Extract each line below that contains the string "post". Case matters.

(Extracted records)
>> begin

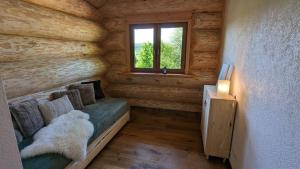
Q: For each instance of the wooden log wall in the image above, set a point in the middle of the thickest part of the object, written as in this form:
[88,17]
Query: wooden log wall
[159,91]
[46,44]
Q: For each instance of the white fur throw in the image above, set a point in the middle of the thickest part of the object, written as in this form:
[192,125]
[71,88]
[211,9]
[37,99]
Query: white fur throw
[67,134]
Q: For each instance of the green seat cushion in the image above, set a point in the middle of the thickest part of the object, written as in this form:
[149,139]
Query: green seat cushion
[103,114]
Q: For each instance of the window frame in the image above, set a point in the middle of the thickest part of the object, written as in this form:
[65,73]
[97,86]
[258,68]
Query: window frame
[157,45]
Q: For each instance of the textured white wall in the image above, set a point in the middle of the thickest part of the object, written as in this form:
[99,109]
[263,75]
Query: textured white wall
[262,40]
[9,153]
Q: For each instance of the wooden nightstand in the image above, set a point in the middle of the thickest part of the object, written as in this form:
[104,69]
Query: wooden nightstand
[217,121]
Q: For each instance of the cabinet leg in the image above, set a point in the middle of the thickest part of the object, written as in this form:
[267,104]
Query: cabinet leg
[207,157]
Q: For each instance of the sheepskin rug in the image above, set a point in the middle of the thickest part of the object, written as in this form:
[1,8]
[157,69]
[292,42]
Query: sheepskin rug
[67,134]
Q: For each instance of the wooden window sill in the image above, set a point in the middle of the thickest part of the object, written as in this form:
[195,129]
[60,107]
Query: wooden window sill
[159,74]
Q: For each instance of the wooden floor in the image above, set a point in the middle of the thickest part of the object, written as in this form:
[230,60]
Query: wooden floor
[157,139]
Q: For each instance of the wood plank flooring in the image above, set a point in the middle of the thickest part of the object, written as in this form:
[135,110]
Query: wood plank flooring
[157,139]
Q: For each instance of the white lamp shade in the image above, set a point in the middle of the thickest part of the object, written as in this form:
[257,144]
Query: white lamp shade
[223,87]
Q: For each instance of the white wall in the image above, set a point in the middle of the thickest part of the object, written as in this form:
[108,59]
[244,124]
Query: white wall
[262,40]
[9,153]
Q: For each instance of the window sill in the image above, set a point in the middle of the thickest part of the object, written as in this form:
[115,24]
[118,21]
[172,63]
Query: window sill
[159,74]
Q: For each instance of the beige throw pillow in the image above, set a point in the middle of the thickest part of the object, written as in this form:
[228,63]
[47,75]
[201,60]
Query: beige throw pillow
[52,109]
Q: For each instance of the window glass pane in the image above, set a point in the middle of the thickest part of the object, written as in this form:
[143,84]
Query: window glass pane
[143,48]
[171,48]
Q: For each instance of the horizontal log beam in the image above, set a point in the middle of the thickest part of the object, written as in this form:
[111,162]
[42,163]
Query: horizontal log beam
[116,57]
[117,24]
[13,48]
[26,77]
[164,105]
[78,8]
[204,20]
[115,75]
[200,60]
[122,8]
[175,94]
[205,41]
[25,19]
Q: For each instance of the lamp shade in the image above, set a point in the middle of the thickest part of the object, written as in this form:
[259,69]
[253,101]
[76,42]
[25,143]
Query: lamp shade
[223,87]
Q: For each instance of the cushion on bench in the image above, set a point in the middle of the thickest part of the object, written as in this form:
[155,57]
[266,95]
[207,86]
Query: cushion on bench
[103,114]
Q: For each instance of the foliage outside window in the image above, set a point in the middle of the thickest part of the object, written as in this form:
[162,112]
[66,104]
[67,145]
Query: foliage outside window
[157,47]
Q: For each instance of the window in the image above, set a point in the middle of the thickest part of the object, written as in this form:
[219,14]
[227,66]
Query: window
[155,47]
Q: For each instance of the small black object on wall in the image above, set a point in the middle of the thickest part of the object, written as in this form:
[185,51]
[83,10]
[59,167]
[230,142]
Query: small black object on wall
[97,88]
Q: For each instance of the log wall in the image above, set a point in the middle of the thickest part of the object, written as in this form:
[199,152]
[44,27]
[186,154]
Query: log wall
[183,92]
[46,44]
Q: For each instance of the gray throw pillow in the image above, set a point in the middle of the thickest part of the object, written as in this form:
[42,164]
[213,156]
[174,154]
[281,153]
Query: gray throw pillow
[52,109]
[19,136]
[87,93]
[74,97]
[27,116]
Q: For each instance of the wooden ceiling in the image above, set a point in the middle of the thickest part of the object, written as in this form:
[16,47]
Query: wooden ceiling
[96,3]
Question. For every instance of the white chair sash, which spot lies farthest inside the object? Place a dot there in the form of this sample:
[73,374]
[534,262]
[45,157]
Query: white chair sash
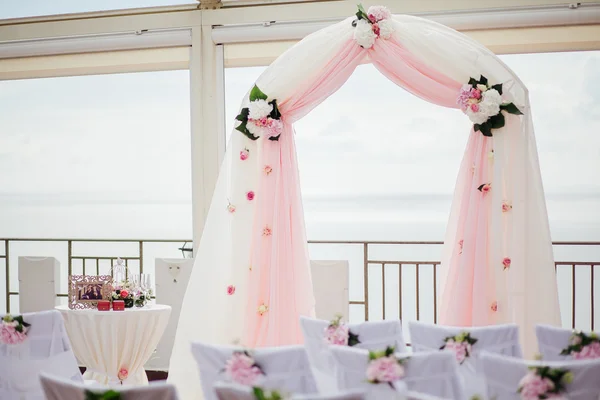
[372,335]
[286,368]
[503,374]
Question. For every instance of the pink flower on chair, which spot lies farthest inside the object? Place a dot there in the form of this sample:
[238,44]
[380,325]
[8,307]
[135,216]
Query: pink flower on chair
[484,188]
[123,374]
[241,368]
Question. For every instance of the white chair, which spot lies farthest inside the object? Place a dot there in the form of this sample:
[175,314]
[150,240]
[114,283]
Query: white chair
[551,341]
[46,349]
[433,373]
[231,391]
[56,388]
[503,374]
[497,339]
[372,336]
[286,368]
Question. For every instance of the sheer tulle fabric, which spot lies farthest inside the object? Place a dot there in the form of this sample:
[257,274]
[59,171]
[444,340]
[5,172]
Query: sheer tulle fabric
[270,267]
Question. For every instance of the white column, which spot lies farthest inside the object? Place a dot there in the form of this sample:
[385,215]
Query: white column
[207,122]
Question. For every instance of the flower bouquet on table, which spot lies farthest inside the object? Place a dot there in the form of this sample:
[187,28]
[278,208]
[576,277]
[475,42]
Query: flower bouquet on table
[13,330]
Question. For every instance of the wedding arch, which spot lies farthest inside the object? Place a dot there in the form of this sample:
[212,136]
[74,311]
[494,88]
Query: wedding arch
[251,277]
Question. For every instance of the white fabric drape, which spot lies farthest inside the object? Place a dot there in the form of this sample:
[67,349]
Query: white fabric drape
[526,294]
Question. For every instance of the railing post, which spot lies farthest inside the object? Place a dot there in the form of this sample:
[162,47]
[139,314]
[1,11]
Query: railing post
[366,278]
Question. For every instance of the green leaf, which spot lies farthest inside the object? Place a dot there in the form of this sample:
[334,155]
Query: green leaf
[498,87]
[257,94]
[497,121]
[486,129]
[352,339]
[275,114]
[242,128]
[511,109]
[243,115]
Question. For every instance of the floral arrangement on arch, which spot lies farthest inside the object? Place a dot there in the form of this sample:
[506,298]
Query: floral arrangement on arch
[582,346]
[13,330]
[261,394]
[372,24]
[460,344]
[384,367]
[483,105]
[338,333]
[544,383]
[260,118]
[242,369]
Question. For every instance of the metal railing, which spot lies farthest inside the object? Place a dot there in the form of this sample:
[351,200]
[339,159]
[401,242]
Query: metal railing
[367,263]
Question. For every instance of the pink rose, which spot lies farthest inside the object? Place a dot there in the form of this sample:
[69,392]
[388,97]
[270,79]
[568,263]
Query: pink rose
[275,127]
[378,13]
[532,386]
[123,374]
[337,334]
[475,93]
[384,369]
[241,369]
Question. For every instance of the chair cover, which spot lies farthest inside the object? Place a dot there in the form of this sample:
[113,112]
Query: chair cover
[46,349]
[286,368]
[497,339]
[432,373]
[372,335]
[56,388]
[503,374]
[551,341]
[231,391]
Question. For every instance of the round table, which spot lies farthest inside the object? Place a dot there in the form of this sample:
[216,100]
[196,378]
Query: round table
[108,341]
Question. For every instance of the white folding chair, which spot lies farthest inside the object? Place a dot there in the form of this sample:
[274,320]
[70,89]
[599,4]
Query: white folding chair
[372,336]
[46,349]
[551,341]
[56,388]
[433,373]
[286,368]
[503,374]
[231,391]
[497,339]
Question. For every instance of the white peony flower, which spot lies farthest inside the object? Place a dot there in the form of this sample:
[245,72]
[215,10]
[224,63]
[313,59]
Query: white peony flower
[363,34]
[259,109]
[256,130]
[490,103]
[476,117]
[386,28]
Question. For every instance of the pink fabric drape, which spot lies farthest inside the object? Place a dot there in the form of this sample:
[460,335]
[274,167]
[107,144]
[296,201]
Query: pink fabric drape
[279,279]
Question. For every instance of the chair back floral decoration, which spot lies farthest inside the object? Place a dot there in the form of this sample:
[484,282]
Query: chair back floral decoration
[583,346]
[483,105]
[384,367]
[338,333]
[460,344]
[260,118]
[242,369]
[13,330]
[544,383]
[261,394]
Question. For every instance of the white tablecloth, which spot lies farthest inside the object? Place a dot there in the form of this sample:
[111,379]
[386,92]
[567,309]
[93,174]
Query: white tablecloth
[105,341]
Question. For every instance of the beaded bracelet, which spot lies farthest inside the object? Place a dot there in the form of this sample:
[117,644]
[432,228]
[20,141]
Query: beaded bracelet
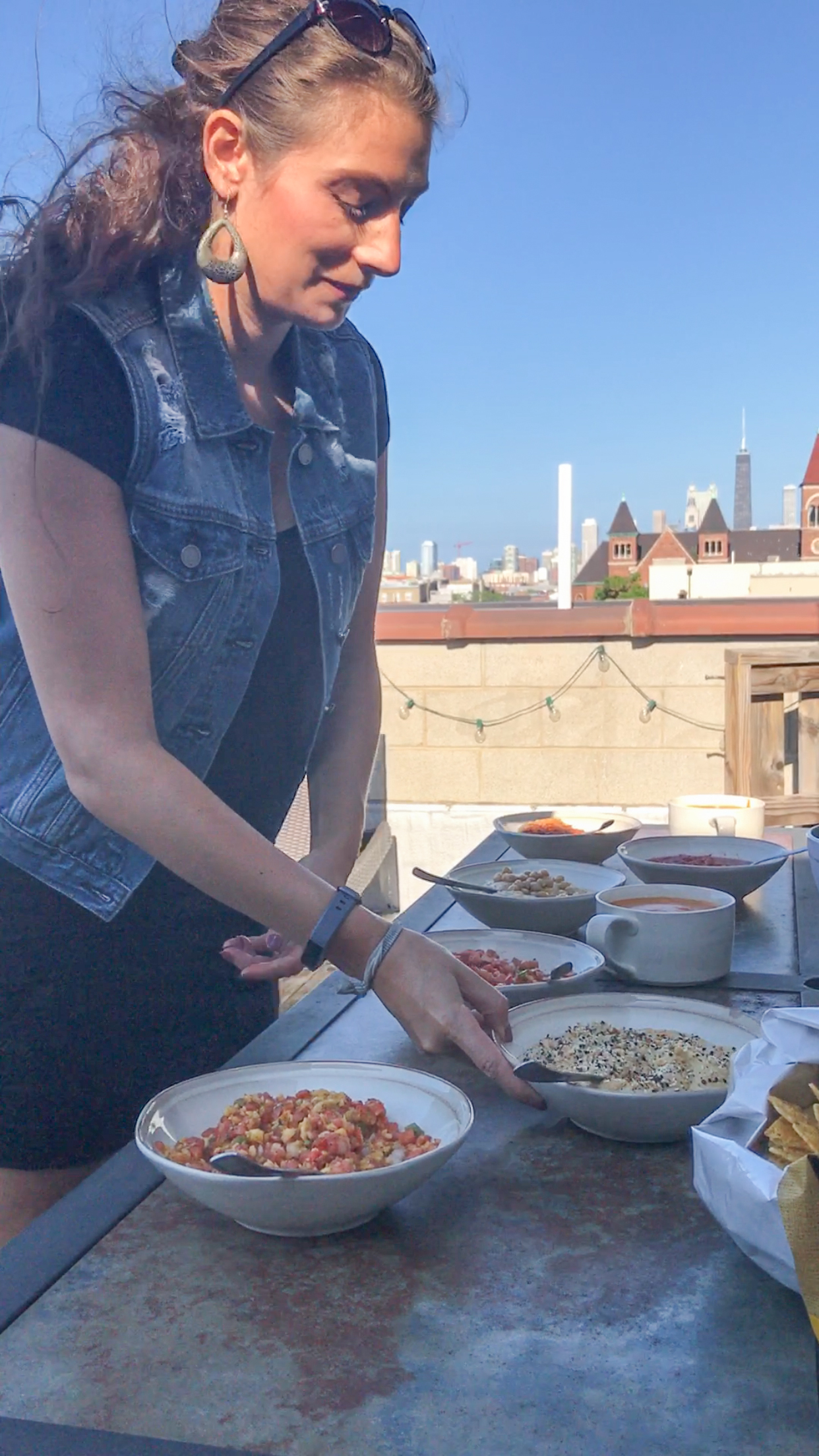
[382,950]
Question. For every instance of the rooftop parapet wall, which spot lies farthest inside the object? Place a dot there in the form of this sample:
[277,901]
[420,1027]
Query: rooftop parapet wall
[484,663]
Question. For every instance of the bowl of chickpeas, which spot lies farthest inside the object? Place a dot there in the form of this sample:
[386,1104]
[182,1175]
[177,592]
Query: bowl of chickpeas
[547,896]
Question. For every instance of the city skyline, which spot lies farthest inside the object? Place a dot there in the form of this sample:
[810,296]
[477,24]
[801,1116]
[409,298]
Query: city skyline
[659,276]
[588,532]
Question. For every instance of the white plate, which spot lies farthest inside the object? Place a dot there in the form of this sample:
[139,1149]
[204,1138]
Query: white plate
[302,1207]
[547,950]
[561,915]
[630,1117]
[591,848]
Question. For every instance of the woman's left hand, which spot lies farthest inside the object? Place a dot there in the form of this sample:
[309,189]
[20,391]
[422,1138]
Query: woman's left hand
[268,957]
[262,957]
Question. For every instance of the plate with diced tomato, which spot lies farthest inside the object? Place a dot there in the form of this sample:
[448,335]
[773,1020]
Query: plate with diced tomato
[521,963]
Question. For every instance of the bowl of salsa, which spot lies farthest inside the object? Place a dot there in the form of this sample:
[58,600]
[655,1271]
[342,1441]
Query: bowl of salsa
[735,865]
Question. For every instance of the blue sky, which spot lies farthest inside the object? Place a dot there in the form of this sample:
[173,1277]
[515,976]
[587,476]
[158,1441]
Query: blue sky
[617,255]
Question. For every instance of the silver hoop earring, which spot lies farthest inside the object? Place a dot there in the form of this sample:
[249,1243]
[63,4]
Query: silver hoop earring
[222,270]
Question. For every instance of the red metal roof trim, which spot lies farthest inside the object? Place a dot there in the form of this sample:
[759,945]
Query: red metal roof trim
[812,473]
[599,621]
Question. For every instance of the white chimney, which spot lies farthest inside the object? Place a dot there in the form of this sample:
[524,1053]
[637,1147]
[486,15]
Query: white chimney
[564,536]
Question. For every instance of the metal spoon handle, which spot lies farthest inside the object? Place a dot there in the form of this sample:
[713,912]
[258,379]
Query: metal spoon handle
[241,1167]
[454,884]
[537,1072]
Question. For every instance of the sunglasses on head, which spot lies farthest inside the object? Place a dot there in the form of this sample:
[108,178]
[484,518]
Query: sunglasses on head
[365,24]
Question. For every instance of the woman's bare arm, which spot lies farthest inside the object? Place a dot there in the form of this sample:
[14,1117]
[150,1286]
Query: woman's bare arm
[343,759]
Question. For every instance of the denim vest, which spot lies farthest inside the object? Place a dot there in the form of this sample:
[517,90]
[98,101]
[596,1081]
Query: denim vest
[198,504]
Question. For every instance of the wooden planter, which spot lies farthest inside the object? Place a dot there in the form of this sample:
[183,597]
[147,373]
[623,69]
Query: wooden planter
[773,731]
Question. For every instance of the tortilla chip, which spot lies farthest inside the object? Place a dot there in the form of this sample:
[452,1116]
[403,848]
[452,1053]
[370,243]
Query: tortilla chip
[781,1132]
[806,1126]
[779,1161]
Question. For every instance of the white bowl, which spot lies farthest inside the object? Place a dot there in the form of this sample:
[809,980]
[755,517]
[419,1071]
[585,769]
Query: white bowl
[762,863]
[547,950]
[589,848]
[303,1207]
[630,1117]
[561,915]
[717,814]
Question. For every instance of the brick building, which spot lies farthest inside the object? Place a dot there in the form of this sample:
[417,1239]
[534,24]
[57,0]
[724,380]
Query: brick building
[627,549]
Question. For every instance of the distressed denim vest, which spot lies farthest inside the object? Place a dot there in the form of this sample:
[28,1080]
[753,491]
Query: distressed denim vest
[198,506]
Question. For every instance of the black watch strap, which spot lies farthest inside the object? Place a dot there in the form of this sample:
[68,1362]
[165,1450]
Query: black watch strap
[343,901]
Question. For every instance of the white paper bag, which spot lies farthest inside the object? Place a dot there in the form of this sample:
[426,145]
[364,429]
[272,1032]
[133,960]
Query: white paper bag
[737,1186]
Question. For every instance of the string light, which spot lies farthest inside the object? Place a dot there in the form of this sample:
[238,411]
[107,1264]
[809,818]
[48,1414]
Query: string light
[550,704]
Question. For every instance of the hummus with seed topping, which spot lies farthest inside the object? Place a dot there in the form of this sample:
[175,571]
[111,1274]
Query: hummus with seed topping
[634,1060]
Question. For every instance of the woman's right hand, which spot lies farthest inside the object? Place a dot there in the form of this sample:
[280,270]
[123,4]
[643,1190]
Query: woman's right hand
[439,1001]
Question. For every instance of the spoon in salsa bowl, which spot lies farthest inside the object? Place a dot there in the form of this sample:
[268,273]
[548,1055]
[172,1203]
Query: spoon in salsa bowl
[241,1167]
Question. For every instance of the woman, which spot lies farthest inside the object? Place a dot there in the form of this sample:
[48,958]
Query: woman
[193,491]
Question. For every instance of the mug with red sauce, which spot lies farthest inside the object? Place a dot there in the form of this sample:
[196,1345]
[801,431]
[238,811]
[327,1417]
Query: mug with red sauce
[665,935]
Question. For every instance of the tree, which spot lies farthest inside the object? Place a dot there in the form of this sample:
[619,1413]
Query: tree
[615,587]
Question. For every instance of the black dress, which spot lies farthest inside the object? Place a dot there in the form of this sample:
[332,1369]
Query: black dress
[98,1017]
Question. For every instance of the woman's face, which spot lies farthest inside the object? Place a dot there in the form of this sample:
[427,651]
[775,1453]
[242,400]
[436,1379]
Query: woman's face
[325,220]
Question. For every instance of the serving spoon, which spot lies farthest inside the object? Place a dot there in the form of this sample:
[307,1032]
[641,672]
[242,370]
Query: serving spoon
[241,1167]
[538,1072]
[454,884]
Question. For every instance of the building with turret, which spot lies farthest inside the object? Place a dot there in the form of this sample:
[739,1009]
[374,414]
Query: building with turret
[714,559]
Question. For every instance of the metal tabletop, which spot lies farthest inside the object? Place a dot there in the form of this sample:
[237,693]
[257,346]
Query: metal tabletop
[545,1290]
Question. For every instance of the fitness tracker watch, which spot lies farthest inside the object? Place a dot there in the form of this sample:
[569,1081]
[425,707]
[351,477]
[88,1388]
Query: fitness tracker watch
[334,916]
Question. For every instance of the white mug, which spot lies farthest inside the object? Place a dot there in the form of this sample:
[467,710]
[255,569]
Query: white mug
[675,947]
[726,814]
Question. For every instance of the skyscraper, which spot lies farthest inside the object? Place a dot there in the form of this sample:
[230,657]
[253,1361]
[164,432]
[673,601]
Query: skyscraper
[589,541]
[429,558]
[742,512]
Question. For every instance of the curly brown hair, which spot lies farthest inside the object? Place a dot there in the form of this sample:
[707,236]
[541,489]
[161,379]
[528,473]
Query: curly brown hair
[137,190]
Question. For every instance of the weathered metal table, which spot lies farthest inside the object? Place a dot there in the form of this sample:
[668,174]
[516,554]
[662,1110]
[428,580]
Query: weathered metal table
[545,1292]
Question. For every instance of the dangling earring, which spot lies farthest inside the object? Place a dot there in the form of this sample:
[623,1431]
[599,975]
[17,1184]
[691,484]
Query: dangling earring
[222,270]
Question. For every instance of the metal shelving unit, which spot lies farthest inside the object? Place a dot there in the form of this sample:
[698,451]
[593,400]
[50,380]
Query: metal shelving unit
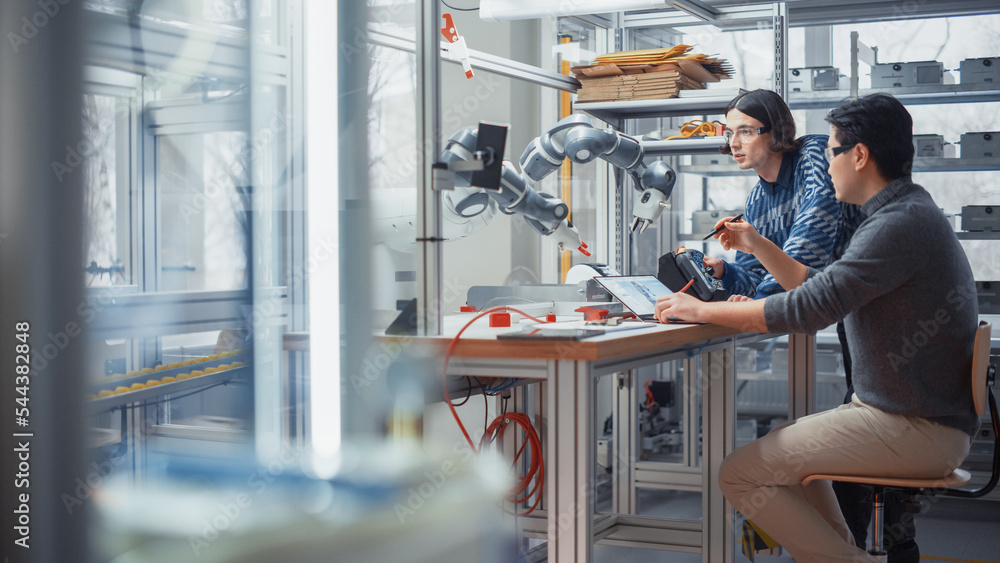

>> end

# Correct answer:
Question. For every instance of the railing post, which spot lies farthest inside the object? Place a dot there in the form of this sample:
Query: railing post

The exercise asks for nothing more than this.